▸ **What is being asked**
Collect every line from the rows below that contains the word "petal".
'''
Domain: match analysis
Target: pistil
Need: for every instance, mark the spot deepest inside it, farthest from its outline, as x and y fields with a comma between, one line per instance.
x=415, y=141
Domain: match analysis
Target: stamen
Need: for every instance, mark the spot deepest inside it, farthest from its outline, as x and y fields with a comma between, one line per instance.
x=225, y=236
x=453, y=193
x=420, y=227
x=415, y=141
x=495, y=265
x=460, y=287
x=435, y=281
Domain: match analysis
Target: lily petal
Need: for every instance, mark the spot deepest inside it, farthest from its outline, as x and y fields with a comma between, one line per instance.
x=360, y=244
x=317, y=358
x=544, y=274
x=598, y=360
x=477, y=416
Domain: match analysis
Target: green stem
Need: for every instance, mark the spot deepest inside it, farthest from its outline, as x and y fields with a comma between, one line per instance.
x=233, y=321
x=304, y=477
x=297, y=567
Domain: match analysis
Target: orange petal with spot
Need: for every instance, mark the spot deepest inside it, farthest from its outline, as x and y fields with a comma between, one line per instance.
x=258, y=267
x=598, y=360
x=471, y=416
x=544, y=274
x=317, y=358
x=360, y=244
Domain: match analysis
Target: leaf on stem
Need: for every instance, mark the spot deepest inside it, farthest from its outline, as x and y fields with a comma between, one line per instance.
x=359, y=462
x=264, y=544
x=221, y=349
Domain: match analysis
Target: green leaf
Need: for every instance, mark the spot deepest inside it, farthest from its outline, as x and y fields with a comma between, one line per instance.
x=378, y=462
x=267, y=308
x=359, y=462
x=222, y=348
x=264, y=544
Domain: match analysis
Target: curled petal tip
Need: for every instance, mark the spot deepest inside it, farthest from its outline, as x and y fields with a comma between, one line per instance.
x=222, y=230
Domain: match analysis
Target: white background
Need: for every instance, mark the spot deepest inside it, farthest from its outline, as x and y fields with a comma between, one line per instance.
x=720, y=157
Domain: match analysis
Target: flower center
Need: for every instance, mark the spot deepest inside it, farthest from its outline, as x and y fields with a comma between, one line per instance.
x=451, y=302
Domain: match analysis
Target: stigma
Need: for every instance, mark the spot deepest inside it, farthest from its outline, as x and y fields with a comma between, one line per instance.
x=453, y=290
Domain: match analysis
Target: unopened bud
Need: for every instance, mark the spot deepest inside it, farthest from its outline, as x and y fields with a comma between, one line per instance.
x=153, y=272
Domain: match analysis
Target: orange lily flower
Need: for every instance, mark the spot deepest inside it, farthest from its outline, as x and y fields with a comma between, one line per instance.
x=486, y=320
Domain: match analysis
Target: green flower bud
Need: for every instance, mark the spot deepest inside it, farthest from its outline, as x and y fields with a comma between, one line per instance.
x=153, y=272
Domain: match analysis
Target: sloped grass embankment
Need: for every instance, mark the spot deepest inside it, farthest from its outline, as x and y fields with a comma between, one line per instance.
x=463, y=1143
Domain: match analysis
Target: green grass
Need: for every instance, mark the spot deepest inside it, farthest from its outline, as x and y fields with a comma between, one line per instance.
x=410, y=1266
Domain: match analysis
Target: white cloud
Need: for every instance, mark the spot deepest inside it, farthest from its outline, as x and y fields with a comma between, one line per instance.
'''
▸ **Answer to this problem**
Target: lily petal
Target: orange petal with spot
Target: curled petal tip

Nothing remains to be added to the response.